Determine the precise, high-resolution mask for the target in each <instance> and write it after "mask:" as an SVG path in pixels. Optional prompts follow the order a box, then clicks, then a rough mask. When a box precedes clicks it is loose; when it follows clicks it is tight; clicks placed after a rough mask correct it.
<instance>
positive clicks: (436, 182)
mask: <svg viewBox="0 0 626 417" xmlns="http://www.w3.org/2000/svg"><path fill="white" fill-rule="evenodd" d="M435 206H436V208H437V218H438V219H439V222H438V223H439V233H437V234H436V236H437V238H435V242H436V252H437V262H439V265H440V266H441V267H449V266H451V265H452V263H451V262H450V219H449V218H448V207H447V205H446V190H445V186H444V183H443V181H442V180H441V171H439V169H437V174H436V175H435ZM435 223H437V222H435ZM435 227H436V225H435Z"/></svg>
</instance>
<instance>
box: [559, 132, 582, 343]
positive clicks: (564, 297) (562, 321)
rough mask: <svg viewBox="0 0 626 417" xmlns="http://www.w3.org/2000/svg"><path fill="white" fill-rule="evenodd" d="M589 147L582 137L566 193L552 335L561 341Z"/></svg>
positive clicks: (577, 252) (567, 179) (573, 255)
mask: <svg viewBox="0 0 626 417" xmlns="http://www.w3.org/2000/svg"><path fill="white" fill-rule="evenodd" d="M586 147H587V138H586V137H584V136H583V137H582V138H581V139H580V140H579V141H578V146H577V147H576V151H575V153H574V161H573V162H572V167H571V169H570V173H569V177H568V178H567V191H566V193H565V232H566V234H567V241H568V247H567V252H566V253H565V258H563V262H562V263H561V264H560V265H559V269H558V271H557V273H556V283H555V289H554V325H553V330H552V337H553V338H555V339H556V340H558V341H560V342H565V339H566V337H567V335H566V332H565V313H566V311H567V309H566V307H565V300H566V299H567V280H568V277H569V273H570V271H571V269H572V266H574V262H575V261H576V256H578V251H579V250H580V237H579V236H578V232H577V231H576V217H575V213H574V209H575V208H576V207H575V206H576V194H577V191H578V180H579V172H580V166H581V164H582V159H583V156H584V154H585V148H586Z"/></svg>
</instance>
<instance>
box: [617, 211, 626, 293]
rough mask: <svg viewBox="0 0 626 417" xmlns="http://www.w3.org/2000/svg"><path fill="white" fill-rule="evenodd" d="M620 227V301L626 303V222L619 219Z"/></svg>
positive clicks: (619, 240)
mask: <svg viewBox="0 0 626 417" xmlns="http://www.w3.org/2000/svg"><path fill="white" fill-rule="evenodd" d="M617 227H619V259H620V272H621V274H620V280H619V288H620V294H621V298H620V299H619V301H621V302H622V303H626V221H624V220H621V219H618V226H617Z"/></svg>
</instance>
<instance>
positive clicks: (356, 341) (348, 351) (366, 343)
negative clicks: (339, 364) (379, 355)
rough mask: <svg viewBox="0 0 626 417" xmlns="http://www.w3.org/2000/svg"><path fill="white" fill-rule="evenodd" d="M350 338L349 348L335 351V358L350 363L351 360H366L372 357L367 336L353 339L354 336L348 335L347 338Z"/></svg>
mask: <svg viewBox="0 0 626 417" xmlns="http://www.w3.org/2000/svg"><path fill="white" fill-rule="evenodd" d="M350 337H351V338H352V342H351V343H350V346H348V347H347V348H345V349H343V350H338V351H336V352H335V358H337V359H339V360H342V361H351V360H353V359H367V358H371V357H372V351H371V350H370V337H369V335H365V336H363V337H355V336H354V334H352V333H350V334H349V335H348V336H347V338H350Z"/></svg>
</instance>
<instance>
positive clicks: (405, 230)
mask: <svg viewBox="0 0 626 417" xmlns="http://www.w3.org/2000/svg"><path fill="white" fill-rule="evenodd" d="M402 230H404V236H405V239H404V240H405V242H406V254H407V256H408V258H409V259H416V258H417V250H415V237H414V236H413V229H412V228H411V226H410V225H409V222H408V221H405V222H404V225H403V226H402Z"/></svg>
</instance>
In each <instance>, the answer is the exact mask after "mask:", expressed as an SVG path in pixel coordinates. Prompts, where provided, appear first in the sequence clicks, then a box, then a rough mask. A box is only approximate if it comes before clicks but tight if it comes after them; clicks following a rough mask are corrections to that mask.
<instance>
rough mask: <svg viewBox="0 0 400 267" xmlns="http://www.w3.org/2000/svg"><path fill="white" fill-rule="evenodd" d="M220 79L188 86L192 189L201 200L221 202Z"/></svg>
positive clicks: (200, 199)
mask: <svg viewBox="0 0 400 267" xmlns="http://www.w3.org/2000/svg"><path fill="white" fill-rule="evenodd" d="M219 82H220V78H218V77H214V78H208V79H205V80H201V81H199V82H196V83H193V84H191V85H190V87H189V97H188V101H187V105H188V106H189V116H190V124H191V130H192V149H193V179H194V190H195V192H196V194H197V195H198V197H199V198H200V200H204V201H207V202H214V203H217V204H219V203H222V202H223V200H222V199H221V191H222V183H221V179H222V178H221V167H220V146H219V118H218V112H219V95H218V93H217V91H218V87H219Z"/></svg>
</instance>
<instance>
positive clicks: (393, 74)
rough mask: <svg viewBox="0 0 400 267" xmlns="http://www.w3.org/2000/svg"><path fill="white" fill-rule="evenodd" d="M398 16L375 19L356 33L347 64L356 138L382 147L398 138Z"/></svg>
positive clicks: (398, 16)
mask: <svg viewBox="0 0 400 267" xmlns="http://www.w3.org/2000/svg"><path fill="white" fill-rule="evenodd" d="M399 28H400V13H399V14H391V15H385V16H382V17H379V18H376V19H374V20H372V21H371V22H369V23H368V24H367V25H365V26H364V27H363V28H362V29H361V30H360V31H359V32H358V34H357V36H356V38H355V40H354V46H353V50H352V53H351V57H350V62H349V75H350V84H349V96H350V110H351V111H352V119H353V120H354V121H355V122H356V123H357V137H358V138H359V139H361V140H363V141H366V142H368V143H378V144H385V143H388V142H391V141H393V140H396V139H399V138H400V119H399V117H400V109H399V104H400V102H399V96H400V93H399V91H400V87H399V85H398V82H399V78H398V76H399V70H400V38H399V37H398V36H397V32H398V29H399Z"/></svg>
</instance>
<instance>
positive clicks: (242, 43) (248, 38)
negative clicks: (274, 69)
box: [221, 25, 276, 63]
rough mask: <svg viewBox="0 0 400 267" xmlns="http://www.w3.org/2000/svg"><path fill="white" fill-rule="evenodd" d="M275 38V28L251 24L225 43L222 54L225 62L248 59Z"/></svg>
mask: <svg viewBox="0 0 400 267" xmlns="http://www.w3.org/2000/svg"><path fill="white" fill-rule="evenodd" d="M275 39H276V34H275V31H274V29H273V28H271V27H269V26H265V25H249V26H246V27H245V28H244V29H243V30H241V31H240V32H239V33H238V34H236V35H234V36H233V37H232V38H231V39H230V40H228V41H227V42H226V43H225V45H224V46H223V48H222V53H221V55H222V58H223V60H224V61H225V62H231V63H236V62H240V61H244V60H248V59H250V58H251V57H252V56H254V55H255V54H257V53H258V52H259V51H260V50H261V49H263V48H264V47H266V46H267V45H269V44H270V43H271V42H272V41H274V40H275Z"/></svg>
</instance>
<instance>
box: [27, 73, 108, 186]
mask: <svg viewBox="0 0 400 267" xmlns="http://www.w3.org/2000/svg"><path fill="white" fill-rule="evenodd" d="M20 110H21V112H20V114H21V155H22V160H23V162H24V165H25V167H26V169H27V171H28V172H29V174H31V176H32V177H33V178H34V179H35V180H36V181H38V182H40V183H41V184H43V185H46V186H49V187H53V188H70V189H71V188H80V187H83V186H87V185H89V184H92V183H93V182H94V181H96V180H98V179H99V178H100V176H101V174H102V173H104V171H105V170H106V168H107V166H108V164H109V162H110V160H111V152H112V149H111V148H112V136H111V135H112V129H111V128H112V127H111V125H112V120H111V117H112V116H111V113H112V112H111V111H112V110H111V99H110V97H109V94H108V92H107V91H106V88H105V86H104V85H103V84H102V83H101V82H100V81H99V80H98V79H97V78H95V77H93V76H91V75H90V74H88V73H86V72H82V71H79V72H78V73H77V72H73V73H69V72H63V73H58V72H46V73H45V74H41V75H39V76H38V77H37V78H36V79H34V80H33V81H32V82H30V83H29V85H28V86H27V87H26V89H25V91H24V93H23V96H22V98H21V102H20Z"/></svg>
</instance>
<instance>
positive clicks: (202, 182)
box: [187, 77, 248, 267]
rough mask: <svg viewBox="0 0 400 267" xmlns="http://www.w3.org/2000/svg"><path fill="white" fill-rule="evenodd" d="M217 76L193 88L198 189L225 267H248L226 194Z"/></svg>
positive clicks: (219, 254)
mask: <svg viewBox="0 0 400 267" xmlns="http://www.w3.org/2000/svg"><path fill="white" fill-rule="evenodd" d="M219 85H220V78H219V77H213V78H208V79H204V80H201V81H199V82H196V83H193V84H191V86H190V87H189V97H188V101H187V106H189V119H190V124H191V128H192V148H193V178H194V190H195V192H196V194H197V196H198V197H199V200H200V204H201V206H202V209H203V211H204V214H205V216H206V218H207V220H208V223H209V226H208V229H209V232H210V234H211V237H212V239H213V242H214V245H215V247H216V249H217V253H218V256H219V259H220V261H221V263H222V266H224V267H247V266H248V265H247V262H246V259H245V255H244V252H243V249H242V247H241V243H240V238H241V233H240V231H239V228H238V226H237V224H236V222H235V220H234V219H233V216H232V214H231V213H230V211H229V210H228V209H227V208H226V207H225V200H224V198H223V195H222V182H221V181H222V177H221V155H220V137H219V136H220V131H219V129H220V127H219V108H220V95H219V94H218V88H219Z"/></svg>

-- -- --

## TASK BRIEF
Say, as a bare number, how many lines of the data hold the string "tight".

## TASK RESULT
2